-- Source passage follows --

- Born: February 3, 1924 Osaka
- Died: November 13, 2011 (aged 87)
- Education: Osaka University
- Scientific career
- Fields: optics and mass spectrometry
- Workplaces: Osaka University
- Doctoral advisor: Koreichi Ogata

= Hisashi Matsuda =

Japanese physicist known for his work in ion optics and mass spectrometry

Hisashi Matsuda (松田 久) was a Japanese physicist known for his work in ion optics and mass spectrometry, specifically known for his contributions to instrument design.

==Career and research==
Matsuda was born in Osaka and studied physics and mathematics at Osaka University, receiving a PhD in 1957 from Osaka University for his thesis on mass spectrometry under Koreichi Ogata. He started as assistant professor in 1955 and become associate professor in 1959 and full professor 1963 at Osaka University. His career was devoted to mass spectrometry, developing novel ion optics and improving resolving power. In 1956 he constructed the Ogata–Matsuda type instrument with a mass resolution of 900,000 which was the highest resolution worldwide. He constructed mass spectrometers suited for analysis of large biomolecules and was one of the first to realize the implications of mass spectrometry on the analysis of peptides and proteins. He retired in 1987.

He was awarded several prizes for his work, including the Nishina Memorial Prize in 1969 and the Toray Science and Technology Prize in 1982. He received the Thomson medal from the International Mass Spectrometry Society in 1991 and the Order of the Rising Sun, Gold Rays with a Neck Ribbon in spring 2002.

-- Source passage concluded --
-- Source data follows --

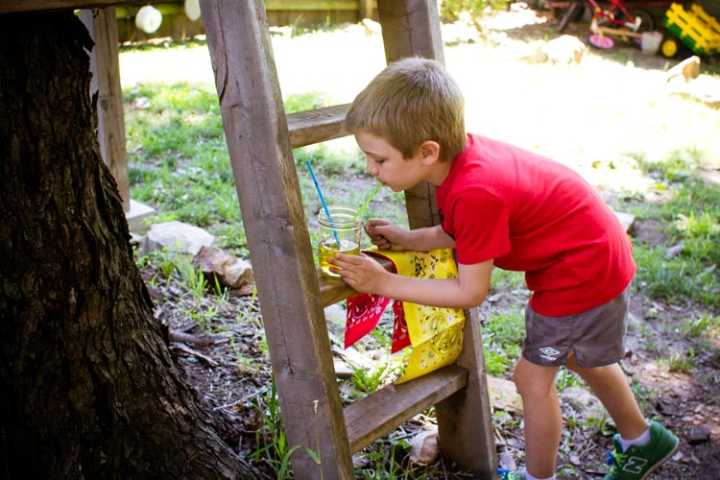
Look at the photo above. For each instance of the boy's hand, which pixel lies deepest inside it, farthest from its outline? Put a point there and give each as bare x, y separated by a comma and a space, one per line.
361, 272
387, 236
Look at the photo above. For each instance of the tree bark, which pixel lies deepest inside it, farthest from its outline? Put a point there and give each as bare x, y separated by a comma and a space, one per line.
88, 387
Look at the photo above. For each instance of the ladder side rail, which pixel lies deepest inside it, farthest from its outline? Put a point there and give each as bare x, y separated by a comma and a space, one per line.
412, 28
105, 68
266, 179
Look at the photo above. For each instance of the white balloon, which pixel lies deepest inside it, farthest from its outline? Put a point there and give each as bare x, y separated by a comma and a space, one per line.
148, 19
192, 9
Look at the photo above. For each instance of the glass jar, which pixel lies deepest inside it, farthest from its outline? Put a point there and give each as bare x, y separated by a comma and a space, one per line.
341, 233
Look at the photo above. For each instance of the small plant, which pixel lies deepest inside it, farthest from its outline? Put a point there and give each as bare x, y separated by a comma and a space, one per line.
369, 380
274, 450
700, 326
678, 363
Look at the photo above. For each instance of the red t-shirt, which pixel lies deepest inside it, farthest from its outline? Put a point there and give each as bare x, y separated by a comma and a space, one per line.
534, 215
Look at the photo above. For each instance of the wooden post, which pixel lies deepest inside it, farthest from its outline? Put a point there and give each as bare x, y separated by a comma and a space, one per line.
366, 9
105, 67
409, 28
267, 185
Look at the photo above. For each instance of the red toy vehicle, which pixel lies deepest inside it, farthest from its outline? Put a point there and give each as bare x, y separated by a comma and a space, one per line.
634, 15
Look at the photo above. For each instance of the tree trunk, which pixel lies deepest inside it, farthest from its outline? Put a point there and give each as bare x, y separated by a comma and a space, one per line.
88, 387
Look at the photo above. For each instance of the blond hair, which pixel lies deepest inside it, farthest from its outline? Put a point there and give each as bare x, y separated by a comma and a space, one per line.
411, 101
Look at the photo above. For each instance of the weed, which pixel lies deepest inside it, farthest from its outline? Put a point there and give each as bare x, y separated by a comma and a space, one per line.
502, 337
681, 363
273, 449
368, 380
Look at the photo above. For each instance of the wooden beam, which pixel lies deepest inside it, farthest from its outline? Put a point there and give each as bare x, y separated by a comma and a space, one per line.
410, 28
315, 126
381, 412
13, 6
105, 68
465, 418
295, 5
256, 132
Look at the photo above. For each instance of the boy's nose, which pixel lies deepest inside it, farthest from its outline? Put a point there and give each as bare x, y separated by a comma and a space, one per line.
372, 169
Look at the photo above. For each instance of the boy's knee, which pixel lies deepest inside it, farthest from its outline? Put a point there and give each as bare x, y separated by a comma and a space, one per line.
530, 385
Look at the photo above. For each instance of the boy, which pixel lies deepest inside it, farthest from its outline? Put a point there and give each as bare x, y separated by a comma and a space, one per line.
504, 207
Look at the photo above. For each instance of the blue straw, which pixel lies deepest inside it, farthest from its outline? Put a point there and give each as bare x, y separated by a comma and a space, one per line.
322, 201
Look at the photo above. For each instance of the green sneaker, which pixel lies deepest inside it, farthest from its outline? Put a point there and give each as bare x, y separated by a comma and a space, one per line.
504, 474
637, 463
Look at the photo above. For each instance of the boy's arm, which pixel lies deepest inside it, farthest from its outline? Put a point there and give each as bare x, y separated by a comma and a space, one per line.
429, 238
468, 290
388, 236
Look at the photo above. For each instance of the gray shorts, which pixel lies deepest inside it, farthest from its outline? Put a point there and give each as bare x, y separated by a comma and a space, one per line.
596, 337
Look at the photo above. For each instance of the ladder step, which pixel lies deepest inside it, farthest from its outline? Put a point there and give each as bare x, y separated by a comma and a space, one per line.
381, 412
334, 290
315, 126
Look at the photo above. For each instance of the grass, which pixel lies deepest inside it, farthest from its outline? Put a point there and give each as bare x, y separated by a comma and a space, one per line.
691, 215
503, 334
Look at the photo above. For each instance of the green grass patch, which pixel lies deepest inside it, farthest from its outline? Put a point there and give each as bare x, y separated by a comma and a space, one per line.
692, 218
502, 338
179, 164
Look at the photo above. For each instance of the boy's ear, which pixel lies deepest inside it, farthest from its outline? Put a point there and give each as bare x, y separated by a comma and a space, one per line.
429, 152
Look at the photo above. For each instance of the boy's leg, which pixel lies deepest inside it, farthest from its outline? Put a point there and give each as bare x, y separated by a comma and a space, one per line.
610, 386
541, 413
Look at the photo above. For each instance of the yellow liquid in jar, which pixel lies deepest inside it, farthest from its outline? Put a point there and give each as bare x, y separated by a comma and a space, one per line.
329, 249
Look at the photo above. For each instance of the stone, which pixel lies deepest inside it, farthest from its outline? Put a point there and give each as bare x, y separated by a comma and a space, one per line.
698, 435
178, 236
424, 448
565, 49
626, 220
584, 403
504, 395
232, 271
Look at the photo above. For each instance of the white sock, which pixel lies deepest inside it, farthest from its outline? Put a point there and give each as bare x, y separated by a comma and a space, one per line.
643, 439
530, 477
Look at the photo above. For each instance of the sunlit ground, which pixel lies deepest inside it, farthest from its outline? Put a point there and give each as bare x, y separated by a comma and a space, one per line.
595, 116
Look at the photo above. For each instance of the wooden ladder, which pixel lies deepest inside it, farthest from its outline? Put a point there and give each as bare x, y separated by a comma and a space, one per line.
260, 138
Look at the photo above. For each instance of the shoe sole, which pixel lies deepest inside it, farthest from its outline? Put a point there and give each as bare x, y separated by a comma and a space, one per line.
662, 460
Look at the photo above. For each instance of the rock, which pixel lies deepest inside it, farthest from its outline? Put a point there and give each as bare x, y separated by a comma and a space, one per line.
698, 435
688, 69
371, 27
178, 236
335, 320
565, 49
626, 220
232, 271
424, 448
675, 250
584, 402
503, 395
342, 370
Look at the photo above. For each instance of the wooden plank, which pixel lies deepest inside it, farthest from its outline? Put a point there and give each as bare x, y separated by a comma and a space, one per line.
410, 28
380, 413
366, 8
302, 5
315, 126
267, 185
12, 6
465, 418
105, 82
333, 290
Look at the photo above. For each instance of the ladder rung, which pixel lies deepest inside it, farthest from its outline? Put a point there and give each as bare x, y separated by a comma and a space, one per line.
333, 290
380, 413
315, 126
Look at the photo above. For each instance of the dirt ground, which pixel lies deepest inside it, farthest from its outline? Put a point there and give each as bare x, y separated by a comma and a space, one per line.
598, 111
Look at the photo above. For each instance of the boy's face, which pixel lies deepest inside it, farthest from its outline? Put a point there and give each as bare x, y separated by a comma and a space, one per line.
387, 164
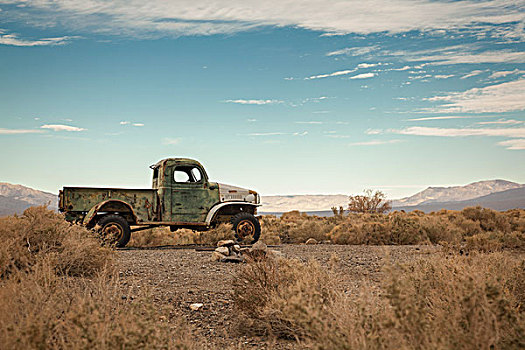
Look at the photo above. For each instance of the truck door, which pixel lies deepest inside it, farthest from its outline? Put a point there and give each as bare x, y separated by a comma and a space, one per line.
191, 198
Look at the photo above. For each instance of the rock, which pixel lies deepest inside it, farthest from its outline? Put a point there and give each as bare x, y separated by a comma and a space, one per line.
276, 254
223, 250
233, 259
226, 243
196, 306
311, 241
216, 256
260, 246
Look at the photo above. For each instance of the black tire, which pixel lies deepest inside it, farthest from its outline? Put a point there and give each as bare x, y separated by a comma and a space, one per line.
246, 226
115, 230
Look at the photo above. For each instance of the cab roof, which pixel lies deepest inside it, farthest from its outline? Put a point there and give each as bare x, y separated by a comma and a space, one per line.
172, 161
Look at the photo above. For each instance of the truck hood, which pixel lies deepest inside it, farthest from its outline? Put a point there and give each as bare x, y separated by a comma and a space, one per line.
229, 193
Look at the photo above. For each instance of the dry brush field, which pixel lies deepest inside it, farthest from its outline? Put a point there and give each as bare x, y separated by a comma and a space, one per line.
393, 281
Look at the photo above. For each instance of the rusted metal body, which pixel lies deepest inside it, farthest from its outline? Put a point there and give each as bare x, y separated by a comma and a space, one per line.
181, 196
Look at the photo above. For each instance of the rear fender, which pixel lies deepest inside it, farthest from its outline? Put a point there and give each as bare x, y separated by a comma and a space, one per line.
111, 205
215, 210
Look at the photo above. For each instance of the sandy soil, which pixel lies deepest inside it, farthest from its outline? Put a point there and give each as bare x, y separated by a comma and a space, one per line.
181, 277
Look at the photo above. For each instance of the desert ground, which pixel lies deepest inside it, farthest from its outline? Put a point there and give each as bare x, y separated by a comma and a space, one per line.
181, 277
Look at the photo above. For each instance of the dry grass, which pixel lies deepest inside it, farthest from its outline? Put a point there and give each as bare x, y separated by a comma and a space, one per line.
42, 235
59, 290
445, 302
474, 228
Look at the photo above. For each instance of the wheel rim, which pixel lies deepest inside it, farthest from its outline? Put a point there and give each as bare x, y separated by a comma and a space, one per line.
245, 229
113, 232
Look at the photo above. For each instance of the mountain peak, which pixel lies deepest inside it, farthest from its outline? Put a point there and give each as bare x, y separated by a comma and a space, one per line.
457, 193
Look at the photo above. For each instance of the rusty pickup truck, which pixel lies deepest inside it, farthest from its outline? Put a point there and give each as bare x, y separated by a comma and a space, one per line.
181, 197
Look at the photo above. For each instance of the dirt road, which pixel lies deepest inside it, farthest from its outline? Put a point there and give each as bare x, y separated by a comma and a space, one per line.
179, 278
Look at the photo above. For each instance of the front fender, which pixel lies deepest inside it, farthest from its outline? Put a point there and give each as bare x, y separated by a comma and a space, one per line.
92, 213
215, 209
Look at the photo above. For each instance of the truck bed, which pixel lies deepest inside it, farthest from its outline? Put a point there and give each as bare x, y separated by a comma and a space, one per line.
77, 201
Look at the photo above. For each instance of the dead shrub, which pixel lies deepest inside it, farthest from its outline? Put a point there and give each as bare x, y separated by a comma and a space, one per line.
44, 311
442, 302
59, 291
282, 297
43, 234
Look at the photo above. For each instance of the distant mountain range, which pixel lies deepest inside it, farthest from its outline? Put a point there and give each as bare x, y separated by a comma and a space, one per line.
456, 193
494, 194
14, 199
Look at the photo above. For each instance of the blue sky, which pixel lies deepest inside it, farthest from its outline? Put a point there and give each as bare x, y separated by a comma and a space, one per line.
285, 97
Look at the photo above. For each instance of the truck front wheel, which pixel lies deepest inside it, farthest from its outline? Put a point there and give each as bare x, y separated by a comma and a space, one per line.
246, 227
115, 230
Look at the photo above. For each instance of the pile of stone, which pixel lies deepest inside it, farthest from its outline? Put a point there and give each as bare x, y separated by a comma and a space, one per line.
230, 251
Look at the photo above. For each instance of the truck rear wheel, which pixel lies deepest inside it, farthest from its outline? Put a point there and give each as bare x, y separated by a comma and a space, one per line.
246, 227
115, 230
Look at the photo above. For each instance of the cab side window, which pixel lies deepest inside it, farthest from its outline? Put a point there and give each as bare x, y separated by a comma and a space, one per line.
187, 174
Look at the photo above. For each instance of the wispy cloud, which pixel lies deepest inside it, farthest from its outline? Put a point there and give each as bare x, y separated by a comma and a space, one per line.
19, 131
61, 127
333, 74
304, 133
502, 74
363, 76
184, 17
503, 122
347, 71
473, 74
516, 144
14, 40
444, 76
504, 97
457, 132
254, 102
374, 142
447, 117
354, 51
171, 141
459, 54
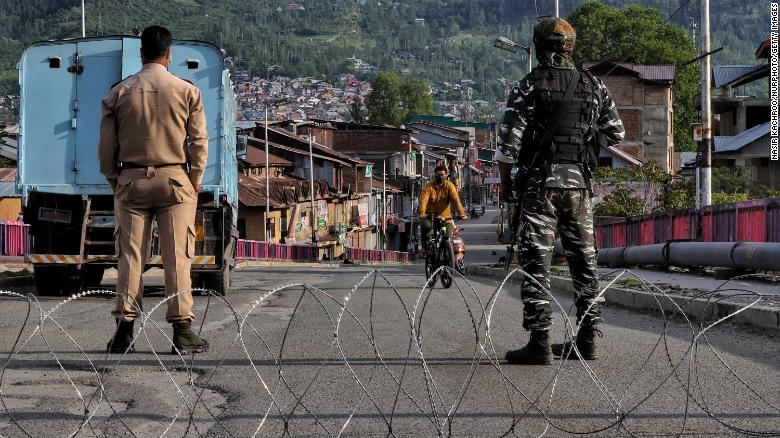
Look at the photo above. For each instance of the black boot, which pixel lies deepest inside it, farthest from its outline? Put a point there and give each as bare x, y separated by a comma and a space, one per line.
585, 342
185, 340
536, 352
123, 338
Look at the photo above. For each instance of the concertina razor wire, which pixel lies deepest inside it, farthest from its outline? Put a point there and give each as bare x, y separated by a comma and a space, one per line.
288, 401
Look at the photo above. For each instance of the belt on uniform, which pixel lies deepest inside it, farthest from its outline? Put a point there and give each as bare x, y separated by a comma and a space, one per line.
159, 166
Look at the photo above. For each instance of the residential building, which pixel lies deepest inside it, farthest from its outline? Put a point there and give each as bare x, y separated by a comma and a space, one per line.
643, 95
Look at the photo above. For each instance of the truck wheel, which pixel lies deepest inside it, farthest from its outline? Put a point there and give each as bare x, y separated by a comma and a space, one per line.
219, 281
72, 281
48, 280
92, 276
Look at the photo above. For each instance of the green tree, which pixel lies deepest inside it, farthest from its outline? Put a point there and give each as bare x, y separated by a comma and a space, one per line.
416, 97
384, 100
640, 35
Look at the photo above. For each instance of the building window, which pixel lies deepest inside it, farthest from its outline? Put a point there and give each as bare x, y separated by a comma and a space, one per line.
242, 228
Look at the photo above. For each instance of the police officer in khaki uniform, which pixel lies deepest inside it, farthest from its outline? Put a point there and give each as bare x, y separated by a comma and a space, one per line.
153, 129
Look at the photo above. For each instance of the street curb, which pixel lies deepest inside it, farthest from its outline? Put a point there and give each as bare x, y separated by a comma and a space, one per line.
336, 265
22, 280
758, 315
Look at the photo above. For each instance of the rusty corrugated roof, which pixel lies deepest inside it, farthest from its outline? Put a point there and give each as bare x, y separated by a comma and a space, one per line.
731, 75
647, 72
256, 156
7, 174
283, 190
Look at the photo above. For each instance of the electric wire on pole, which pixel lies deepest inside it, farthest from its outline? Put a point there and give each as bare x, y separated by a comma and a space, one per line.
705, 165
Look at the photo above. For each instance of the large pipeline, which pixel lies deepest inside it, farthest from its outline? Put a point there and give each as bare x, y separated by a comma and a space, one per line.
735, 255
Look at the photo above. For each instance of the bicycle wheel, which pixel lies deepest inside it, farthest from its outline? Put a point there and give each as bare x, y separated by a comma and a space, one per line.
447, 260
430, 266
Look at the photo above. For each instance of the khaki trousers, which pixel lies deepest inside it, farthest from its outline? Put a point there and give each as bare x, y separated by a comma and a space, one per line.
140, 195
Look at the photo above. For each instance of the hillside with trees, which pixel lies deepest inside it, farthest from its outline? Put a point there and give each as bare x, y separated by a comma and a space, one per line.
435, 40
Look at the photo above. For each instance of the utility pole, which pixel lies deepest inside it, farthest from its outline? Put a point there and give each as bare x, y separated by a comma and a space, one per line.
384, 207
267, 180
705, 167
314, 217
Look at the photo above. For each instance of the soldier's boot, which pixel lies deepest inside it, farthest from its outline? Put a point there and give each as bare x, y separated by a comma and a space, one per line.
538, 350
122, 341
585, 342
185, 341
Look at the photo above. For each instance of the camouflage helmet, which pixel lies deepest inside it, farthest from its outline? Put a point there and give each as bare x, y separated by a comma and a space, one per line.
554, 34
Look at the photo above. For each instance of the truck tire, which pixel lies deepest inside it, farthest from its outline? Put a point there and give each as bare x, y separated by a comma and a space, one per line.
218, 281
92, 276
48, 280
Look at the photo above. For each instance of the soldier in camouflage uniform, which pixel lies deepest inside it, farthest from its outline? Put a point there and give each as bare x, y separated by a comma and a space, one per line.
553, 179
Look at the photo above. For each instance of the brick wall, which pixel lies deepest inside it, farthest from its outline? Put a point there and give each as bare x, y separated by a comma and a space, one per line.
632, 121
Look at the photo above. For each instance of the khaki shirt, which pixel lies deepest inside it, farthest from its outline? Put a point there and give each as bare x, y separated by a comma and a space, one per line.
437, 199
153, 118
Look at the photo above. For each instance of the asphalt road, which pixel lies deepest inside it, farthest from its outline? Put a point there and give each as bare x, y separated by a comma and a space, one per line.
305, 364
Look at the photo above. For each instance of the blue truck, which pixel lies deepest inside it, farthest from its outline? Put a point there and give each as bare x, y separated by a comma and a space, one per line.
66, 200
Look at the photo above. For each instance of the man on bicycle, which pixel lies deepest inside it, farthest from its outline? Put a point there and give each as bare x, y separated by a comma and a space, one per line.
436, 198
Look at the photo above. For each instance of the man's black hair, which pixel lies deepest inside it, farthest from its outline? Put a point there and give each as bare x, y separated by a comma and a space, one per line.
155, 42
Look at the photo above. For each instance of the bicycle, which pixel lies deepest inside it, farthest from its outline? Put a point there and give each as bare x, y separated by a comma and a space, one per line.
440, 253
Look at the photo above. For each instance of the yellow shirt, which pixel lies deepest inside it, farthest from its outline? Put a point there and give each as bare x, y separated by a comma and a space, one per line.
437, 199
153, 118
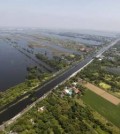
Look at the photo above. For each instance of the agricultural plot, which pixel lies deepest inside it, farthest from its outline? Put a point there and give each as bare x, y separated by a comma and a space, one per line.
114, 100
110, 111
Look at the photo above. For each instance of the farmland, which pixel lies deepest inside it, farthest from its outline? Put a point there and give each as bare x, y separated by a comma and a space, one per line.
102, 106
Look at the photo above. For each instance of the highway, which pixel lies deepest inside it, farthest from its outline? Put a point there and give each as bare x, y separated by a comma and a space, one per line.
14, 110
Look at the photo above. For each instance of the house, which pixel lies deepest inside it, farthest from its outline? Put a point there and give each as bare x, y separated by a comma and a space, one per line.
76, 90
68, 91
41, 109
74, 83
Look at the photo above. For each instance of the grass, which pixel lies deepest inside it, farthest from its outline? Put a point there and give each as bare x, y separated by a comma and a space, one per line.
104, 85
102, 106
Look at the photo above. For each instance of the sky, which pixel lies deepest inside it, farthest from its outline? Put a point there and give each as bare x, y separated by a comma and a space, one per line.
61, 14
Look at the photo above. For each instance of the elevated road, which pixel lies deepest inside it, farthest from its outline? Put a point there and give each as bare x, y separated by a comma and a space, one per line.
14, 110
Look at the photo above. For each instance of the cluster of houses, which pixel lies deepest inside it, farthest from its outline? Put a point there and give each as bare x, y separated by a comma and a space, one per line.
71, 90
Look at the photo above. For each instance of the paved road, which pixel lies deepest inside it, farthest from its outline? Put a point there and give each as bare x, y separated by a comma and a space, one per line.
17, 108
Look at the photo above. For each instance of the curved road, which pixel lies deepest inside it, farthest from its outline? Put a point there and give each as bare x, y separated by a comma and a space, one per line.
17, 108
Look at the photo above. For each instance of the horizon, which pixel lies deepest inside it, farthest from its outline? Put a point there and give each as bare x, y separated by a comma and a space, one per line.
68, 15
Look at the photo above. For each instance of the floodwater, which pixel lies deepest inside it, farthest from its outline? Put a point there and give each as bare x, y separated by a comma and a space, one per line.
12, 66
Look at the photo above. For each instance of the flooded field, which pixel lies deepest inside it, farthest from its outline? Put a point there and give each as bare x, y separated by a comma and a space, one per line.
18, 49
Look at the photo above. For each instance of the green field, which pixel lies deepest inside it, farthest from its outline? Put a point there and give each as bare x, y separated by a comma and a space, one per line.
102, 106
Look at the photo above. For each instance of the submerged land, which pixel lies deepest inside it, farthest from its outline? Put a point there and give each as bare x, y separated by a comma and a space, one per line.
89, 102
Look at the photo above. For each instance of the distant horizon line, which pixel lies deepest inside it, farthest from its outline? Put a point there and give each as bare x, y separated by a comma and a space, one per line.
58, 29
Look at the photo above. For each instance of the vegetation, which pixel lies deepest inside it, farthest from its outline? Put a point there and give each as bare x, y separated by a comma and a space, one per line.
97, 74
105, 108
33, 79
59, 115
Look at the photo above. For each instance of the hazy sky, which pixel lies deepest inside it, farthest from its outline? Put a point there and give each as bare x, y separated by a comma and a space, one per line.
69, 14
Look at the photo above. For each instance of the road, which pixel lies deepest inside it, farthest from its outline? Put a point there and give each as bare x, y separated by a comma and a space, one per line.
20, 106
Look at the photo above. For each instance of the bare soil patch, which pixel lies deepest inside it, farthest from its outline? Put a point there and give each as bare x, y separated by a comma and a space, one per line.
102, 93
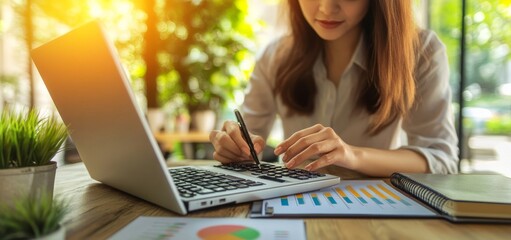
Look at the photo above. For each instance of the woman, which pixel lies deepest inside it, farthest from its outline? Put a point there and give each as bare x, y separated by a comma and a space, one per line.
356, 85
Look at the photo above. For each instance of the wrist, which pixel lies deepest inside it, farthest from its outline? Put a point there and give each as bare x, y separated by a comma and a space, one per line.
358, 158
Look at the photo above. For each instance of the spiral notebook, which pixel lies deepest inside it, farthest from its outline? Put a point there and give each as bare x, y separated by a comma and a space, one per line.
462, 197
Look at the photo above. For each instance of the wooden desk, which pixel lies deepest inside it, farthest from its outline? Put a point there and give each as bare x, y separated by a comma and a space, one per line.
98, 211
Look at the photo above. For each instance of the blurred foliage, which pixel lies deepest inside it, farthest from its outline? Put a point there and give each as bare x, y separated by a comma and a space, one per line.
207, 52
488, 53
488, 48
499, 125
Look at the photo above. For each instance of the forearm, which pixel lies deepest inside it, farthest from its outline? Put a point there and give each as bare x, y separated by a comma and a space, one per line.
382, 163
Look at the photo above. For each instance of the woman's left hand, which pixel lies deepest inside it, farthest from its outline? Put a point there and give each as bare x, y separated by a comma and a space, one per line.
316, 141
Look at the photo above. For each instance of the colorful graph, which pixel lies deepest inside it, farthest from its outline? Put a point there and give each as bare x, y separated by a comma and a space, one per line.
343, 195
299, 198
355, 197
228, 232
356, 194
284, 201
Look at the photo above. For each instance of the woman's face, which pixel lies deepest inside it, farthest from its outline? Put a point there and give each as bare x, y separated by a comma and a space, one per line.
332, 19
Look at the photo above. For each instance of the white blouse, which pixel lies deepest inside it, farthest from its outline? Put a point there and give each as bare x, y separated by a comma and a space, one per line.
428, 129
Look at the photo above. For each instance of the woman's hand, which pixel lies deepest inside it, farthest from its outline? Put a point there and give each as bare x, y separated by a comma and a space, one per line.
230, 146
317, 141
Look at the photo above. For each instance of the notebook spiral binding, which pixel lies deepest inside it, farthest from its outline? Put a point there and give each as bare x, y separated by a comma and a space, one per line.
419, 191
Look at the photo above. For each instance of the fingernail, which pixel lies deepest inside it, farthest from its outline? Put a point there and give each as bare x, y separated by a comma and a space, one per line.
308, 167
246, 150
290, 164
278, 150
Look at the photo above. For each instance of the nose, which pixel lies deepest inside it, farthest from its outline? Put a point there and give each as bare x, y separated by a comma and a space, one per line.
329, 7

-- Source data concluded --

Problem
Copy out the Hisashi Matsuda passage between "- Born: February" and "to instrument design.", inclusive, substituting "scientist" for every "physicist".

Exercise solution
- Born: February 3, 1924 Osaka
- Died: November 13, 2011 (aged 87)
- Education: Osaka University
- Scientific career
- Fields: optics and mass spectrometry
- Workplaces: Osaka University
- Doctoral advisor: Koreichi Ogata

= Hisashi Matsuda =

Japanese scientist known for his work in ion optics and mass spectrometry

Hisashi Matsuda (松田 久) was a Japanese scientist known for his work in ion optics and mass spectrometry, specifically known for his contributions to instrument design.